Data records:
··········

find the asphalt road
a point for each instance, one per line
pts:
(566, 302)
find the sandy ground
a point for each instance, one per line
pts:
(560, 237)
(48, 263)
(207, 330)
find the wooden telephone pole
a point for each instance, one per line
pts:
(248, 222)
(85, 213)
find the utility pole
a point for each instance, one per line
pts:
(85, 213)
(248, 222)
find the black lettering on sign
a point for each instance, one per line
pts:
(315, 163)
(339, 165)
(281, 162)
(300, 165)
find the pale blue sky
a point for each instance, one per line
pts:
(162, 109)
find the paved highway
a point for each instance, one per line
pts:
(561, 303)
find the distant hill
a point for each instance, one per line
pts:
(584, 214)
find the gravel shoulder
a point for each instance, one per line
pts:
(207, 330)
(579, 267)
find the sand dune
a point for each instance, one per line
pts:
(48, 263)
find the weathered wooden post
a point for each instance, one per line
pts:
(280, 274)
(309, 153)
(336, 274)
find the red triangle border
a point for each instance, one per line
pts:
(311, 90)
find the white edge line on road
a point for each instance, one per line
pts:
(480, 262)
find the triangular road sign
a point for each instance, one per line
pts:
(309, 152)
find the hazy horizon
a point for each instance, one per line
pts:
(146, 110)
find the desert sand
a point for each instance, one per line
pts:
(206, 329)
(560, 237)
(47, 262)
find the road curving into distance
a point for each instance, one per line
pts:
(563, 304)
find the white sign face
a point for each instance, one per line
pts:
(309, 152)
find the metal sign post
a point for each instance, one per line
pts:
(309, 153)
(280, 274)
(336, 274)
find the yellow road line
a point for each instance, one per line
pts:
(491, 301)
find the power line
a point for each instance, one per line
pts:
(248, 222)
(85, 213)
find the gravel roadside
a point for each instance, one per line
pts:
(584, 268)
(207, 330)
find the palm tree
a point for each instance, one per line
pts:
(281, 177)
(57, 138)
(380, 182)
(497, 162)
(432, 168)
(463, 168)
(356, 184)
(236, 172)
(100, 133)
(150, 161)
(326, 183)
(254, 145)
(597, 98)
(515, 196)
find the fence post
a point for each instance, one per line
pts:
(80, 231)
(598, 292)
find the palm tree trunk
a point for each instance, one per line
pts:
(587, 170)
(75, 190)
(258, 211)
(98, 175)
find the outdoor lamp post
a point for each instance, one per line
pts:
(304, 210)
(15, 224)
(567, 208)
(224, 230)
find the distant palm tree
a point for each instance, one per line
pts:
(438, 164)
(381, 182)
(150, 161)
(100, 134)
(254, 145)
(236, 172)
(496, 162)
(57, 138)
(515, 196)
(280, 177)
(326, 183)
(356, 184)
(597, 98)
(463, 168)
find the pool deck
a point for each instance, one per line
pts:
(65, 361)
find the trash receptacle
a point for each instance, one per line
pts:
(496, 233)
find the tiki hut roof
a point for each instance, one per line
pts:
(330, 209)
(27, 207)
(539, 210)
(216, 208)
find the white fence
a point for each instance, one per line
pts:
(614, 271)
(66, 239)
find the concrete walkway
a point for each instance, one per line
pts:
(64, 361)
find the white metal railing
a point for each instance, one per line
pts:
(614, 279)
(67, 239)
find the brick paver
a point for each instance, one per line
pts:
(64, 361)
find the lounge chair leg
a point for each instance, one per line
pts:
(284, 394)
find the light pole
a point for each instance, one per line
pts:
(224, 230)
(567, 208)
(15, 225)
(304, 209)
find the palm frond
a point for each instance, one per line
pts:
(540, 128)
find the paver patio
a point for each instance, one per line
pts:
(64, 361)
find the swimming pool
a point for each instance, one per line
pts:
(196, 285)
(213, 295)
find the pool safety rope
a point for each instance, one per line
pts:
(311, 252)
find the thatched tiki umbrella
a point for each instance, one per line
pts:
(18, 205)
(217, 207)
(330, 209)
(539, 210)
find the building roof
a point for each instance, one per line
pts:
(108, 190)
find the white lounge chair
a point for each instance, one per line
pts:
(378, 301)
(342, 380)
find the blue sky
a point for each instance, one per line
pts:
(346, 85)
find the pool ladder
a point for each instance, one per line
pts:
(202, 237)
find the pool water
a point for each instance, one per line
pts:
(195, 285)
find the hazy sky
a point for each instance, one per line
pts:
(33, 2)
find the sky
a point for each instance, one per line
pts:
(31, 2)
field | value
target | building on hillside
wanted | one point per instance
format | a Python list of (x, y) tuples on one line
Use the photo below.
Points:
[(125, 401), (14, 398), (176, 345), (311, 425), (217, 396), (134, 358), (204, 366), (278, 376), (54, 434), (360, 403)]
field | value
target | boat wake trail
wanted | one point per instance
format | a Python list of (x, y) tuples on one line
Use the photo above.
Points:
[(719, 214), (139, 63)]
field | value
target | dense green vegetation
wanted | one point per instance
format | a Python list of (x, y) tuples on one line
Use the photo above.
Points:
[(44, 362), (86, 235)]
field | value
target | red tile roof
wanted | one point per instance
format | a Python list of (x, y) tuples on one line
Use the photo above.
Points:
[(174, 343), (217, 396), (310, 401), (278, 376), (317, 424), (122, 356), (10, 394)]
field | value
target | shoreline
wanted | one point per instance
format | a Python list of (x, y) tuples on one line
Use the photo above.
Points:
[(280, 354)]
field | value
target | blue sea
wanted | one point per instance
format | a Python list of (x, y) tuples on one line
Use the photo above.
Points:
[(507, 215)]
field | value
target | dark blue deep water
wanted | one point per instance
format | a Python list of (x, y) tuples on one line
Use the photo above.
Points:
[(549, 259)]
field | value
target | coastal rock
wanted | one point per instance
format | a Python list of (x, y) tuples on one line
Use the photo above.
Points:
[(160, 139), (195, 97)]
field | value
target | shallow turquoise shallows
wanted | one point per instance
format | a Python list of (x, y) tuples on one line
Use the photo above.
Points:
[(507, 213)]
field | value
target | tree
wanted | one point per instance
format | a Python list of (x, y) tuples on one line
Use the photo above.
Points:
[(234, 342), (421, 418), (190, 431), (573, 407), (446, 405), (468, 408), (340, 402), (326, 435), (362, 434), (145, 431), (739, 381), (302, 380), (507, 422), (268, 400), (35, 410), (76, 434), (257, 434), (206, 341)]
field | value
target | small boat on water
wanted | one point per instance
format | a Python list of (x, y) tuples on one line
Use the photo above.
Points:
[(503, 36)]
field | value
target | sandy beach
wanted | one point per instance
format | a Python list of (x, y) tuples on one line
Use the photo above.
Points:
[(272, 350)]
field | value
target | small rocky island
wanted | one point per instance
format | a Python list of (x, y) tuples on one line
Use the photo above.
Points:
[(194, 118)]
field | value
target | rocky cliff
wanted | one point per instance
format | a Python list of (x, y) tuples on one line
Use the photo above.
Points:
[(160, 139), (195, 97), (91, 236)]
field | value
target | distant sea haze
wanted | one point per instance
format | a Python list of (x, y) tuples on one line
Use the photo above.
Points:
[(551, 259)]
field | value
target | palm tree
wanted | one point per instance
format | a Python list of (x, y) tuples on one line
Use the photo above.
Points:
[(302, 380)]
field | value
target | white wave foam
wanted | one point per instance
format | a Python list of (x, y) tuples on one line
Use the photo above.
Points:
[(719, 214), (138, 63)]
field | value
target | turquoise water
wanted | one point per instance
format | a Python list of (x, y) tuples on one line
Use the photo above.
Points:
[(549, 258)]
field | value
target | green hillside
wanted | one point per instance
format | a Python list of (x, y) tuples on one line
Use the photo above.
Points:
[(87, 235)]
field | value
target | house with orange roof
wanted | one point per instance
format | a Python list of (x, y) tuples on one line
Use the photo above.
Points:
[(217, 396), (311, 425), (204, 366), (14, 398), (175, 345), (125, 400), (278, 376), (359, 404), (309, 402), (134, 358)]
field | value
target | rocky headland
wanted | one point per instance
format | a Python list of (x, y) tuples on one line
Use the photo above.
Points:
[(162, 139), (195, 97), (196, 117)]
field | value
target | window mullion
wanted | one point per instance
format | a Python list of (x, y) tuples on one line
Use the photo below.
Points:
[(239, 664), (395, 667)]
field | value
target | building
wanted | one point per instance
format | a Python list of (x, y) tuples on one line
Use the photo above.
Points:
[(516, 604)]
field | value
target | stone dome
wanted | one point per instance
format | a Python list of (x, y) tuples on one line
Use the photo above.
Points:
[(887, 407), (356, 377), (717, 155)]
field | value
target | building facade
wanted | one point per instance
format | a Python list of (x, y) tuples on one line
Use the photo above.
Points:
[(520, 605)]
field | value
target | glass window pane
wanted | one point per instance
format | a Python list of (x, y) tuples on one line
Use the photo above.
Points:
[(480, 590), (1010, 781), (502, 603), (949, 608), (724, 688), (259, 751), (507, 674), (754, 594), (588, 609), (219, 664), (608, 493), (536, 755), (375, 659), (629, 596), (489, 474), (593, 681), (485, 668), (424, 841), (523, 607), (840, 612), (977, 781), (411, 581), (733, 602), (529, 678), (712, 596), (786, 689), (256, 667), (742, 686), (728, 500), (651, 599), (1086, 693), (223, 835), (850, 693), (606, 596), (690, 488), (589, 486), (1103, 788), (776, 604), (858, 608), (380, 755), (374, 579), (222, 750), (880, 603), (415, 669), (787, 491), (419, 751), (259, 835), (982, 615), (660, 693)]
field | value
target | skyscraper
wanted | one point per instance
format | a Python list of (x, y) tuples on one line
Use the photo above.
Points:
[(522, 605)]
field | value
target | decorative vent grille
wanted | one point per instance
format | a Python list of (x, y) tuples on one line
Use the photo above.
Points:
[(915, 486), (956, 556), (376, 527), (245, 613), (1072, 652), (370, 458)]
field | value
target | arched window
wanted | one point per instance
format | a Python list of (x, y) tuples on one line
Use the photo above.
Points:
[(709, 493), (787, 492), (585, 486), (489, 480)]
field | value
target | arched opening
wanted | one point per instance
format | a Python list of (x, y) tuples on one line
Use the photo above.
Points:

··········

Gather every line of the records above that contains the string "post".

find the weathered wooden post
find the metal sign post
find the fence post
find the outdoor lamp post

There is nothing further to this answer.